Start Entries
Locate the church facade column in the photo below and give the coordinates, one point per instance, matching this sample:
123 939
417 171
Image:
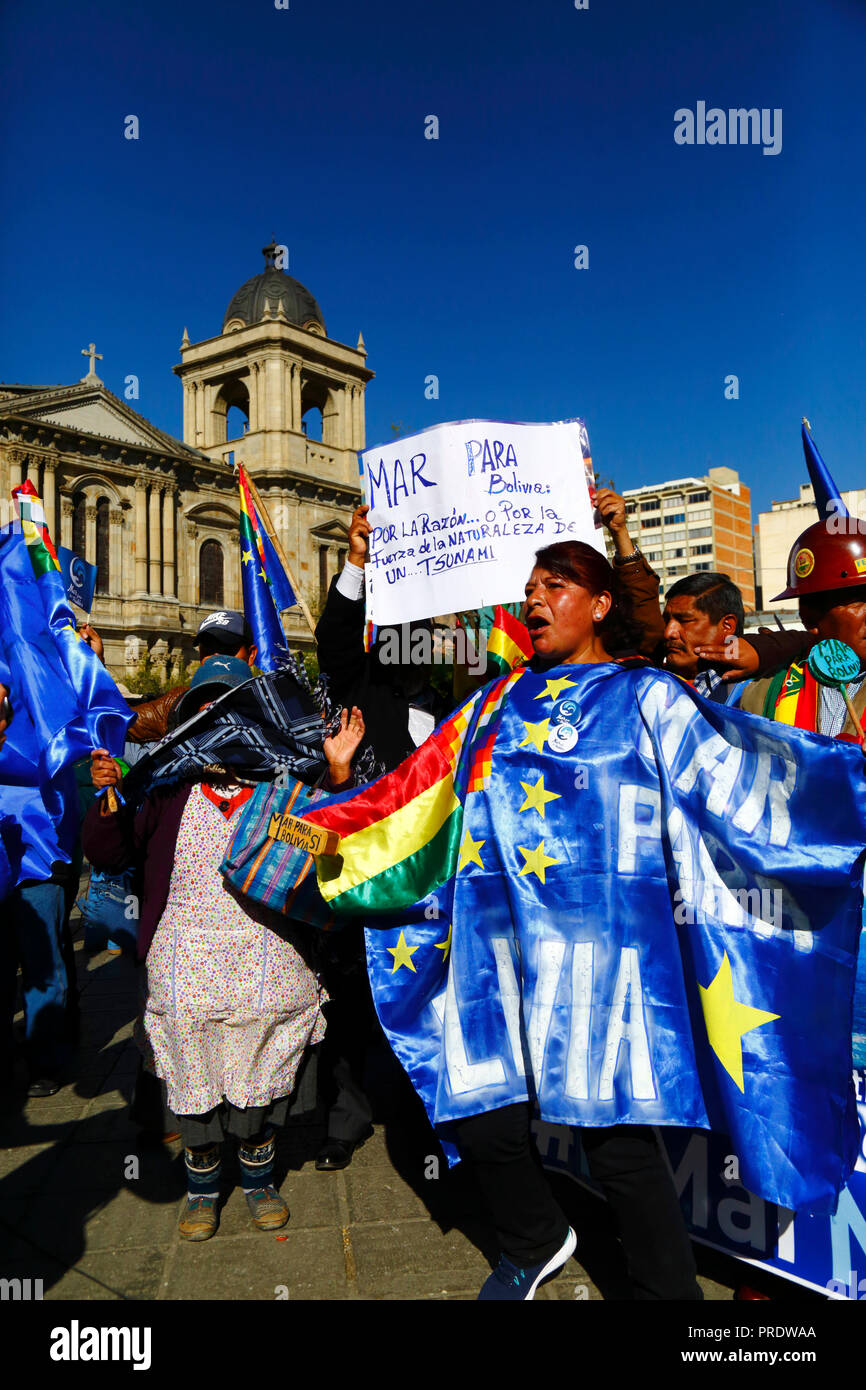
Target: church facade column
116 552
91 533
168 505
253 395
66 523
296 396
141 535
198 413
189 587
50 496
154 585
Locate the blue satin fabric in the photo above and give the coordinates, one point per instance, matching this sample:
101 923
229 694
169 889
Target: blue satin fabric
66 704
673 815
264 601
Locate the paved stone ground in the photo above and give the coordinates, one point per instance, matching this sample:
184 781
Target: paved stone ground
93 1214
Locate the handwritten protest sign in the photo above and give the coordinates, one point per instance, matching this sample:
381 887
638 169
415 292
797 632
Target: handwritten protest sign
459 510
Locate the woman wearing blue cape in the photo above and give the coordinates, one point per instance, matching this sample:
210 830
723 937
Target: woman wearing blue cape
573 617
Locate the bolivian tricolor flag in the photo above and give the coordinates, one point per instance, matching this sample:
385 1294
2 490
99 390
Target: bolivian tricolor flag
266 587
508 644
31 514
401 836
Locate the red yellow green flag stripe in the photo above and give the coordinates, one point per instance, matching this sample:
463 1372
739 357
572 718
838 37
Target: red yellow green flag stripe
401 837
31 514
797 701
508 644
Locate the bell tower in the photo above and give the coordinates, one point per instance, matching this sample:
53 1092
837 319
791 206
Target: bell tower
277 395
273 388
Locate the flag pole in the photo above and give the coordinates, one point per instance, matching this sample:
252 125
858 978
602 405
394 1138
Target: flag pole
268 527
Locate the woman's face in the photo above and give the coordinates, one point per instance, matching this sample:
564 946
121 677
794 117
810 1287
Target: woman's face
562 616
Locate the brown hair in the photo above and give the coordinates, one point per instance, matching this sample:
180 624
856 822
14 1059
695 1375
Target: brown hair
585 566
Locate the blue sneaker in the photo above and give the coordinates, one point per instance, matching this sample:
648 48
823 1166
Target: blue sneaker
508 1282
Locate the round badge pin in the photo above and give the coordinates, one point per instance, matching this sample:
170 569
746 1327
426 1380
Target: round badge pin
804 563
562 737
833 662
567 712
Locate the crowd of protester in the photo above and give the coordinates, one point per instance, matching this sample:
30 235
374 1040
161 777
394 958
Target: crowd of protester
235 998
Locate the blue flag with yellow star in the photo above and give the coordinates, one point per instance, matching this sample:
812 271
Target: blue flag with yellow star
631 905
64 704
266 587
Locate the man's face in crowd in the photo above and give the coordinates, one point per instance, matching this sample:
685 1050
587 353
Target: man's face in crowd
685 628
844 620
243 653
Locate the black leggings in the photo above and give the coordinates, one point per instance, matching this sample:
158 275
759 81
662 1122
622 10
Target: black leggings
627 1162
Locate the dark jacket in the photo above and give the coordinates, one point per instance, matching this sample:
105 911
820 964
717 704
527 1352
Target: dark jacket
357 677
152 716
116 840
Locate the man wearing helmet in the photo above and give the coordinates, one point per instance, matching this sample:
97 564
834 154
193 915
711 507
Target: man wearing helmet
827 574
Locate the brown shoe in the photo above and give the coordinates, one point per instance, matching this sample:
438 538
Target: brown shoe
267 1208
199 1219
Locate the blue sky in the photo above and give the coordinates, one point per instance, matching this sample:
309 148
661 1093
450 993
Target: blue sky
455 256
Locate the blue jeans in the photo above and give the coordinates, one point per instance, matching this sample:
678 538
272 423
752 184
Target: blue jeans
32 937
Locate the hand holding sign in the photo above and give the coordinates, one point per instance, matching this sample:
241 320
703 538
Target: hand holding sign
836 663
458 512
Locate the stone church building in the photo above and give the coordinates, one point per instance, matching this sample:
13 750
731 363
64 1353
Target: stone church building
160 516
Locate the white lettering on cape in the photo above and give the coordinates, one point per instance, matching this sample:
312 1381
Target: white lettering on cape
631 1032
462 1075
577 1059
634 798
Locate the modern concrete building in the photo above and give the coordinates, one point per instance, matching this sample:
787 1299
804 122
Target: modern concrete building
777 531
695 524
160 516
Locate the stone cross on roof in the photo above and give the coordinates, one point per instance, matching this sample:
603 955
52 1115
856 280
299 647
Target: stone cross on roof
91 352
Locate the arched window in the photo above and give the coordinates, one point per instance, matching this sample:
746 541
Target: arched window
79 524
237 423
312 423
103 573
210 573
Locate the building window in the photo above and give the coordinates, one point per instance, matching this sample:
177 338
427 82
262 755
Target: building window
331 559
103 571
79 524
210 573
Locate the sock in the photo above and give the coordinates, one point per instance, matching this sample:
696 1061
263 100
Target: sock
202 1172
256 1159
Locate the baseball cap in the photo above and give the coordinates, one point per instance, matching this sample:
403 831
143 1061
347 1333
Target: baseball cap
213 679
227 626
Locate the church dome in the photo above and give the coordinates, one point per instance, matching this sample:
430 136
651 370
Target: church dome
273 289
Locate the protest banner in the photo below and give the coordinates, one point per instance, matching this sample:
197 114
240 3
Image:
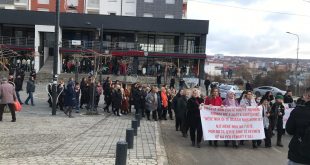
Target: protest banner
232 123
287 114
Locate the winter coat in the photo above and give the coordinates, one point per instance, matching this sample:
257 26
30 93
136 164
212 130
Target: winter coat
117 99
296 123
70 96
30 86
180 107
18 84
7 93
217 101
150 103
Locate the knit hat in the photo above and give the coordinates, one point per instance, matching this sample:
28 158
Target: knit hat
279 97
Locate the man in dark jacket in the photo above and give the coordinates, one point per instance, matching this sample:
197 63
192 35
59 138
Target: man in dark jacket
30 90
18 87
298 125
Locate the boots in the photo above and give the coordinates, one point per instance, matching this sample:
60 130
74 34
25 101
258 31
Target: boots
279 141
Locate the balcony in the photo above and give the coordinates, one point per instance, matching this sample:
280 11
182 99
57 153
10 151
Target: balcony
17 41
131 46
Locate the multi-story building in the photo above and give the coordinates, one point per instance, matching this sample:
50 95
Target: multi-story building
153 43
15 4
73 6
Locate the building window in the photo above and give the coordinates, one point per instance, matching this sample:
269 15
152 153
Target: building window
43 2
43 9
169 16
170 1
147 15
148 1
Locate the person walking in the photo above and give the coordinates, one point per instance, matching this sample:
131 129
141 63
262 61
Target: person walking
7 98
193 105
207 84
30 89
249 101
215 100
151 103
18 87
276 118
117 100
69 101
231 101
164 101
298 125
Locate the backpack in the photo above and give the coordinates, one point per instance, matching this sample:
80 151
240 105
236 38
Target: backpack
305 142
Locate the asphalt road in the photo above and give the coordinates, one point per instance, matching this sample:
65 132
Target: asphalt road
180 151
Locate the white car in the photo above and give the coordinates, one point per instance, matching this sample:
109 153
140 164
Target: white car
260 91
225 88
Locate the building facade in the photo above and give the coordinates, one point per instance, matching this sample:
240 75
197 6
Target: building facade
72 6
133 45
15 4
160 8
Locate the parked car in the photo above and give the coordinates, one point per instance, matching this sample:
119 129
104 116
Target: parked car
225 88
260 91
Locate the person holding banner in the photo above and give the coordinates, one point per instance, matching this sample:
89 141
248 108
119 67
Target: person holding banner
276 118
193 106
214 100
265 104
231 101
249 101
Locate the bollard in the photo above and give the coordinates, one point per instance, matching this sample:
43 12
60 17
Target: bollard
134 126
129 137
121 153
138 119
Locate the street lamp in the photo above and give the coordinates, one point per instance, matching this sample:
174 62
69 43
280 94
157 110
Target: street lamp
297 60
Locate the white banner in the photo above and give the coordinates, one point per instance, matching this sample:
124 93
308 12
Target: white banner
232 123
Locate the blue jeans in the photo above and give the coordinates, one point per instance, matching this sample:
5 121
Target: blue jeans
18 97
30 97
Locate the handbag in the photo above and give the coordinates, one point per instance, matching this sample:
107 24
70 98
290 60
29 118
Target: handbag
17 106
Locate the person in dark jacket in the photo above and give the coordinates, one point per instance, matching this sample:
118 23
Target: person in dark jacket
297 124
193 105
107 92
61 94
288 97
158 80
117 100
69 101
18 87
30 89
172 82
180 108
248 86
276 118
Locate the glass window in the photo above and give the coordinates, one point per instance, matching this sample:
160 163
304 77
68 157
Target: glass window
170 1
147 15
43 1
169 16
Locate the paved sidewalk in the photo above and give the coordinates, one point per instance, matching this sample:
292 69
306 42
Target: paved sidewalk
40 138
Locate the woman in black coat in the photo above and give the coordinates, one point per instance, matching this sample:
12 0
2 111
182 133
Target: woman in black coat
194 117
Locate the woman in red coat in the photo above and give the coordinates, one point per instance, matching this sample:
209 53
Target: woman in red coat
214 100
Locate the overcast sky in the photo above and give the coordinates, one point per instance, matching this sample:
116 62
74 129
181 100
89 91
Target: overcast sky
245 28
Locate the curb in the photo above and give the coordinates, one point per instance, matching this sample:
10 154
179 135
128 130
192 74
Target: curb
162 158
End Entries
Directions for this task:
Output the line containing "Locate the woman in red" and all lines after it to the end of the records, exactly as given.

Response:
Locate the woman in red coat in the photo above and give the coordinates, one point per instance, matching this sample:
209 53
Target: woman in red coat
214 100
Locate the overcast sky in the photo above and give the coordinates, one point per instance, matching this sample:
116 62
74 129
181 100
89 91
Target: overcast sky
245 28
Locate the curb in the photo above and give the coordinates, one point per instance, matching this sample:
10 154
179 135
128 130
192 74
Target: curb
162 158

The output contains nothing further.